(Supplied passage):
%%

Approximately 9% of Denmark’s overall CO2 emissions originate from the industries of Kalundborg Municipality, and it is committed to leading the way in global climate change remediation and to contribute proactively to the construction of sustainable energy and environmental programmes.
How it works
Kalundborg Symbiosis involves a number of working cooperatively to utilise each other’s residual or by-products commercially. In that way, production can be increased without enhancing the consumption of water, energy or other resources correspondingly – thereby maintaining production costs while benefitting the environment at the same time. The original eight members are:
- DONG Energy
- Gyproc
- Kara / Noveren
- Novo Nordisk
- Novozymes
- RGS 90
- Statoil Refinery
- Kalundborg Municipality
Energy cooperation
10 % of Denmark’s overall electricity/power consumption is produced in Kalundborg. The outcome is an annual CO2 emission of approximately 4.3 million tonnes – half of which stems from surplus heat in production. In the industrial symbiosis, Statoil Refinery, Novo Nordisk and Novozymes purchase a part of this surplus heat as process steam to run part of their production. This exchange provides for an annual CO2 reduction of approximately 240,000 tonnes of CO2.
Water cooperation
The overall water consumption of the industries within Kalundborg Symbiosis is approximately 10 million m3 per year for their production. Almost one third – 3 million m3 – is recycled and re-used in the symbiosis, reducing costs and putting substantially less pressure on the water supply systems.

%%

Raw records
%%

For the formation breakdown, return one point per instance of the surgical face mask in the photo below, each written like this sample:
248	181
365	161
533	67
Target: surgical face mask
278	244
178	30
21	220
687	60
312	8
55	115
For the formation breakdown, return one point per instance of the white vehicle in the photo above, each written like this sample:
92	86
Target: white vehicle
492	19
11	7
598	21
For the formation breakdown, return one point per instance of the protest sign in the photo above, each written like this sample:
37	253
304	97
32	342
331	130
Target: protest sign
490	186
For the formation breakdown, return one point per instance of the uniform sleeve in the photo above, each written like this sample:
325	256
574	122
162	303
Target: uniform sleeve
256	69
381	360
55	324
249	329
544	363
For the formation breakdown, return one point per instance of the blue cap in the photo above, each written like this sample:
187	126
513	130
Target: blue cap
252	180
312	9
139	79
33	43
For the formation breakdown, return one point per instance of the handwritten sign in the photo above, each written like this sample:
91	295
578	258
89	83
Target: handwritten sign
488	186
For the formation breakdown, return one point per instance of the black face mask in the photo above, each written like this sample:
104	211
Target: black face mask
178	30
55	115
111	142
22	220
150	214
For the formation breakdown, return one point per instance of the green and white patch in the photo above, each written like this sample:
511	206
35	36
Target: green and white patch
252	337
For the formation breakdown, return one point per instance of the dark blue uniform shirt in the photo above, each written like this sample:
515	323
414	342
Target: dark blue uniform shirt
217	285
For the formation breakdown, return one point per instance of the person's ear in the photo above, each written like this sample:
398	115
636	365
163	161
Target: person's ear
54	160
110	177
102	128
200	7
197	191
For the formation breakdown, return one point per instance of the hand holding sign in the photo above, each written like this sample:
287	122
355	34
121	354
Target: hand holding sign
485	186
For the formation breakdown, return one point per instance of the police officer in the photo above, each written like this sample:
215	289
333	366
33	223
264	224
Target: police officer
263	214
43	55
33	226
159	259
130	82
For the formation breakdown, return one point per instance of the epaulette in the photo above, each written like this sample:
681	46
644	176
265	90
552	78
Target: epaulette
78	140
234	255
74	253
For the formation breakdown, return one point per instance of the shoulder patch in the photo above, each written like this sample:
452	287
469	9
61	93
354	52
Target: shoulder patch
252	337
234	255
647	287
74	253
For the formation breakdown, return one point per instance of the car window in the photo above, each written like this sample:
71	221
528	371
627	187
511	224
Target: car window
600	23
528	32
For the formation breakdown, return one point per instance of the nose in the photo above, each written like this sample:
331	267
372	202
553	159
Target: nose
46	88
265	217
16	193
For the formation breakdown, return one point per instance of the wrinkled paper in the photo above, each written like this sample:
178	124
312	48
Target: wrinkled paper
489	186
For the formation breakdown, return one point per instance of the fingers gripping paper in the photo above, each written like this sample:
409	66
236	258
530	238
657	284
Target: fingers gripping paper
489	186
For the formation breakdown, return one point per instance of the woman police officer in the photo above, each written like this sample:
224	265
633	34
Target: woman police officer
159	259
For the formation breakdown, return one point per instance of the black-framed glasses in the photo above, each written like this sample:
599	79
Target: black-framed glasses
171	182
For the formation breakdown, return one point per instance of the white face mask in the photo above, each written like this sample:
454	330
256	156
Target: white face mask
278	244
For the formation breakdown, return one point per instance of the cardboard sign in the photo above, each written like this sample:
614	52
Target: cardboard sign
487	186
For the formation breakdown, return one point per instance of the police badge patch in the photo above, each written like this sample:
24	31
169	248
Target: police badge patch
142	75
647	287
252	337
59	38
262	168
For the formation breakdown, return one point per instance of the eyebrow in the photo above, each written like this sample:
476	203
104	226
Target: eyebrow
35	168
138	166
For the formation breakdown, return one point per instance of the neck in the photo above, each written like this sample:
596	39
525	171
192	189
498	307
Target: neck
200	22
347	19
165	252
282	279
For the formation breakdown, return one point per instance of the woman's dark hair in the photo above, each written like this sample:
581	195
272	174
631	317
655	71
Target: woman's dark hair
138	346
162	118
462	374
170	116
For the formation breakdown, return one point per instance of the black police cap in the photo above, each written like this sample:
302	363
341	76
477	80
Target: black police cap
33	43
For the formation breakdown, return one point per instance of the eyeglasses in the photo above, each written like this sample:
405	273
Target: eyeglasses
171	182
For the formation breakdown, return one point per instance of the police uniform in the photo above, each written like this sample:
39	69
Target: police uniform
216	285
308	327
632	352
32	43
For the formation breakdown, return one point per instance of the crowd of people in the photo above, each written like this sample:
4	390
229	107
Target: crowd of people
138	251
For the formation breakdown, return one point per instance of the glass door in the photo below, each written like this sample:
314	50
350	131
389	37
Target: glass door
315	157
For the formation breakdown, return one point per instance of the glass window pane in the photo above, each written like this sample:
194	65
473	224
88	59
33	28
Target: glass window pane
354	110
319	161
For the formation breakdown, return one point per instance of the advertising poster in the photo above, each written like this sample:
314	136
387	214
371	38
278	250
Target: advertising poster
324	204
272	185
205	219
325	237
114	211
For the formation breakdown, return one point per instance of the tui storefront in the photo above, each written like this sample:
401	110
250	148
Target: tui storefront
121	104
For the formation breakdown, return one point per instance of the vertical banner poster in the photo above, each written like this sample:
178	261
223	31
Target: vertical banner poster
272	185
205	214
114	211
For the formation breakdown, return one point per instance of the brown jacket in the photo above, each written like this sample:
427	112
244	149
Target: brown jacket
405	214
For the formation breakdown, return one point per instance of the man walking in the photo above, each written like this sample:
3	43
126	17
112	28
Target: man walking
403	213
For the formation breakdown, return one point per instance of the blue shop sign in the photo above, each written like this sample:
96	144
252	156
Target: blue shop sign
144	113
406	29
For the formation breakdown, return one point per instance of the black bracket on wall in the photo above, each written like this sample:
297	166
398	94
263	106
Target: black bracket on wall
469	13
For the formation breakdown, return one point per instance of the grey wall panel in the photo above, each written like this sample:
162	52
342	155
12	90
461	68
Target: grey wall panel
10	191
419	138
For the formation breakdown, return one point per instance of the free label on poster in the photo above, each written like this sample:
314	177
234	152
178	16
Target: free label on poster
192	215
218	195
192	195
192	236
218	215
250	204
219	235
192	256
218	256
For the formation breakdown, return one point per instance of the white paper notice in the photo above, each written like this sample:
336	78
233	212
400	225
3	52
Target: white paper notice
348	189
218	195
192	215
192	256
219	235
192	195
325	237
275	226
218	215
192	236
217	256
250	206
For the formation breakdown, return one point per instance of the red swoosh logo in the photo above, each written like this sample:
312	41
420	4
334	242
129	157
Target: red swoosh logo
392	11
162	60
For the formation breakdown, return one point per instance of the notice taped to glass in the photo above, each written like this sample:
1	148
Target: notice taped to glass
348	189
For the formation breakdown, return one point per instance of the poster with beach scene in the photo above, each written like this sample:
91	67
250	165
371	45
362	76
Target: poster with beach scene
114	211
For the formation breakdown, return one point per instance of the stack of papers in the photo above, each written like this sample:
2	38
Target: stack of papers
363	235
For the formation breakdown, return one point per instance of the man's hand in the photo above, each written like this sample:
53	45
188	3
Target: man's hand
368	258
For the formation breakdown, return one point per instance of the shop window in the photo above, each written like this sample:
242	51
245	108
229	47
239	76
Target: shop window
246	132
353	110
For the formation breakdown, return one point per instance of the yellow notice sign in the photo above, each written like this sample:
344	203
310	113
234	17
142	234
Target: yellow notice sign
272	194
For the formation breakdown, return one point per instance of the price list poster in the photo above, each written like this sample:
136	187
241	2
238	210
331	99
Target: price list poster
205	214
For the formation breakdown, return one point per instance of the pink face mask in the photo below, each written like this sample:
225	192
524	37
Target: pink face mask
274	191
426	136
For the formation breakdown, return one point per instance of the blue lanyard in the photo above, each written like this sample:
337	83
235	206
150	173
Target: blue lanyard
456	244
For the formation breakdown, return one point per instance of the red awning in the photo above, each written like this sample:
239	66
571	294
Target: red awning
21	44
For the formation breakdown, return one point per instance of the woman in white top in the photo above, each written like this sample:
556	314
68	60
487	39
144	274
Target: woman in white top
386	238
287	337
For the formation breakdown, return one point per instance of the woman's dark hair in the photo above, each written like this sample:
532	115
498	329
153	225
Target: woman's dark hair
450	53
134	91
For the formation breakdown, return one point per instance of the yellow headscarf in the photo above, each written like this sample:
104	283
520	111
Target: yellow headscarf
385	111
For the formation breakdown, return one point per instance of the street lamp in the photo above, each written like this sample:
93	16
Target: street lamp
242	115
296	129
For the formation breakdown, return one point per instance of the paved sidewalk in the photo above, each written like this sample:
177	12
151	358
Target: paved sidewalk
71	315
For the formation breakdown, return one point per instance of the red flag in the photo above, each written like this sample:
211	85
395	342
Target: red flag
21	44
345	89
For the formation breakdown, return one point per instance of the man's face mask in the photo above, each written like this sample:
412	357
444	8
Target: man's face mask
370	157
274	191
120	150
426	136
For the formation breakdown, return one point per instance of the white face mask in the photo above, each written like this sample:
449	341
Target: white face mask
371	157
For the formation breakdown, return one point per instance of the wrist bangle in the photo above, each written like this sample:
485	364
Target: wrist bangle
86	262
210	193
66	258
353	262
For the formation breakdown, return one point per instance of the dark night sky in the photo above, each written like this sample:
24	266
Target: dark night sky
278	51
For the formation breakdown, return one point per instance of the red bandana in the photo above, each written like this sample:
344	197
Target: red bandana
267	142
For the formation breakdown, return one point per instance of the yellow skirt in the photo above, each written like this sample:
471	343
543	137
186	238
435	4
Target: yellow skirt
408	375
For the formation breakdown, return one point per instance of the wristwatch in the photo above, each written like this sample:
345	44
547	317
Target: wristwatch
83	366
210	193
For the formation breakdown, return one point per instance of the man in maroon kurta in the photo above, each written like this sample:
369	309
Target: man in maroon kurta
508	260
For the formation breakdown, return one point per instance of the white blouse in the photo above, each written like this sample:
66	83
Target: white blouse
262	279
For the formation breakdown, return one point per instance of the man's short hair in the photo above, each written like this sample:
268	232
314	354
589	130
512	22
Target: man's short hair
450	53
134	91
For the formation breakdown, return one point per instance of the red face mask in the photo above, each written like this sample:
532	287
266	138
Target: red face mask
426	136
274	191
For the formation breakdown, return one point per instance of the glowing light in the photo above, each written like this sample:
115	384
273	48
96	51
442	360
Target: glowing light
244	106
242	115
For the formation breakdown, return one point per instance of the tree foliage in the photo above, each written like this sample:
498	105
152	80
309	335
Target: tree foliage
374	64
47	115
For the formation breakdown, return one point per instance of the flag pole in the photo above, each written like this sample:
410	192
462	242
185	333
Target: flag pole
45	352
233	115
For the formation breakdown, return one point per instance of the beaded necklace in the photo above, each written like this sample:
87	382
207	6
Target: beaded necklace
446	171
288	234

%%

(Written task 1):
List the original eight members that the passage on Kalundborg Symbiosis names.
(Written task 2):
Identify each line of the entries that contains the string "pink", and copy those lines.

(Written reply 1):
- DONG Energy
- Gyproc
- Kara / Noveren
- Novo Nordisk
- Novozymes
- RGS 90
- Statoil Refinery
- Kalundborg Municipality

(Written reply 2):
For the formation breakdown, return one point per instance of the pink face mask in the photo below, each written like this sample:
Target: pink face mask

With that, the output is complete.